Some records:
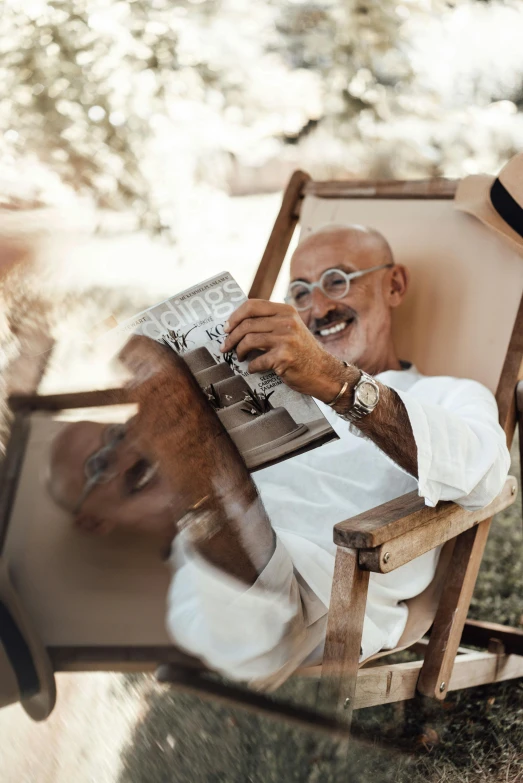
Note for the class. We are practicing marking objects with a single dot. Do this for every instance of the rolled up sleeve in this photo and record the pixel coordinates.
(257, 633)
(462, 450)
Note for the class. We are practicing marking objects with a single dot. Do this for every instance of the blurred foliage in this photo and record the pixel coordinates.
(132, 102)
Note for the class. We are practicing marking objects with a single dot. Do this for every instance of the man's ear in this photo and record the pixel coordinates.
(88, 523)
(398, 285)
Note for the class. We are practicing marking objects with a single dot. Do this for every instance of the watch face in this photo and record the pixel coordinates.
(368, 394)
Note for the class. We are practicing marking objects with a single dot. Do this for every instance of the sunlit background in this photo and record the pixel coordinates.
(144, 146)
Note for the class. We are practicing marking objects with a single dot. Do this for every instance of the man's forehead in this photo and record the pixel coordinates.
(348, 249)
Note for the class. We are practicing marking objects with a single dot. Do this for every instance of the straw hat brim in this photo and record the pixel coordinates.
(473, 197)
(40, 705)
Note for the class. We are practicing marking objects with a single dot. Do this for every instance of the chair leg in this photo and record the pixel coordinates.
(452, 611)
(519, 419)
(343, 639)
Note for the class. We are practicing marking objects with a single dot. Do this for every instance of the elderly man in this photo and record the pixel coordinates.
(253, 558)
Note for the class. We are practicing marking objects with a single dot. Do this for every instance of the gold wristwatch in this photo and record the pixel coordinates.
(366, 397)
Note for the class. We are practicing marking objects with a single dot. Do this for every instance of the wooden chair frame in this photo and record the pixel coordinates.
(379, 540)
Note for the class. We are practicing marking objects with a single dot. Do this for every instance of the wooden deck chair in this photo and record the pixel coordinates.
(99, 604)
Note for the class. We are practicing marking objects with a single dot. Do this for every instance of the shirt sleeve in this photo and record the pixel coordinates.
(462, 450)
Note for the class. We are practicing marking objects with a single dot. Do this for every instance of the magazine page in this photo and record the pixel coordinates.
(266, 420)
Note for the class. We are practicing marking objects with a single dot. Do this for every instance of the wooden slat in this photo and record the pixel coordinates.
(452, 521)
(10, 470)
(402, 515)
(116, 658)
(280, 238)
(519, 423)
(397, 682)
(56, 402)
(452, 611)
(510, 373)
(257, 703)
(396, 189)
(343, 638)
(479, 634)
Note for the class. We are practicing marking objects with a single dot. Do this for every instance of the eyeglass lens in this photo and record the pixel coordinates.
(333, 283)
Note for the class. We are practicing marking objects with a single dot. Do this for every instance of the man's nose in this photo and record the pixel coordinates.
(320, 304)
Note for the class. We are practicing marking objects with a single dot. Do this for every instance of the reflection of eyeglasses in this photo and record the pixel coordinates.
(334, 284)
(96, 467)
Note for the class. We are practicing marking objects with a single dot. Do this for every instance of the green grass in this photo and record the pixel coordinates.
(475, 736)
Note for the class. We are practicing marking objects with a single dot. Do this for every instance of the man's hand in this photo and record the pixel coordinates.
(179, 428)
(288, 348)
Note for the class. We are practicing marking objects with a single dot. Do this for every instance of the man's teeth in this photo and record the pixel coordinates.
(333, 329)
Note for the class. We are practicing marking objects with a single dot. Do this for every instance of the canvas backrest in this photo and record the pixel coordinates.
(465, 282)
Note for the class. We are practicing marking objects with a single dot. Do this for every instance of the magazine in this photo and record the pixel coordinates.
(266, 419)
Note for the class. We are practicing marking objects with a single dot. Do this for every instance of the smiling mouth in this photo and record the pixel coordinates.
(327, 331)
(140, 475)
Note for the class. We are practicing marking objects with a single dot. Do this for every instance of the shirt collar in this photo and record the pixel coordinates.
(400, 379)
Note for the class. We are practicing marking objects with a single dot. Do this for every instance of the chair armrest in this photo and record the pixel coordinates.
(409, 528)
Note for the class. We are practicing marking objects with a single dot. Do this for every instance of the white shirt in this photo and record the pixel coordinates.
(462, 456)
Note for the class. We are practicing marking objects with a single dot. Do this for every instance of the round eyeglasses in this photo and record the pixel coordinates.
(334, 284)
(96, 467)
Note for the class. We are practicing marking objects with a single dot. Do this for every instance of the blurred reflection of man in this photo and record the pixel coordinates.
(252, 576)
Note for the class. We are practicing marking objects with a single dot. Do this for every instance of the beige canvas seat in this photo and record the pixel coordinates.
(99, 603)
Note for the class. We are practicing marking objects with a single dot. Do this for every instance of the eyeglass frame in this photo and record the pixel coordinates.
(111, 437)
(289, 299)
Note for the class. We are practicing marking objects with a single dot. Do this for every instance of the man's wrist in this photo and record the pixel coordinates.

EXERCISE DETAILS: Everything from the line that contains "the blurred reflection" through the end of the records must be duplicated exactly, and nothing outside that range.

SOLUTION:
Note for the class. We are practicing marking objects with a single dot. Do this for every instance of the blurred reflection of man in this photo and record the pixel coordinates.
(252, 576)
Note for the class. We are practicing marking objects with a single dot. Do this for every instance of the beige canvas seat in this photo and record the pixel coordinates.
(99, 603)
Note for the class. We are practicing marking objects with a single dot. Do this for every instance of the eyeglass frame in this photo and record the pixel coordinates.
(111, 437)
(289, 299)
Note for the class. We are practicing marking objects with a single dot. Do this for every instance of the man's wrist in this photo and record the pixel coordinates.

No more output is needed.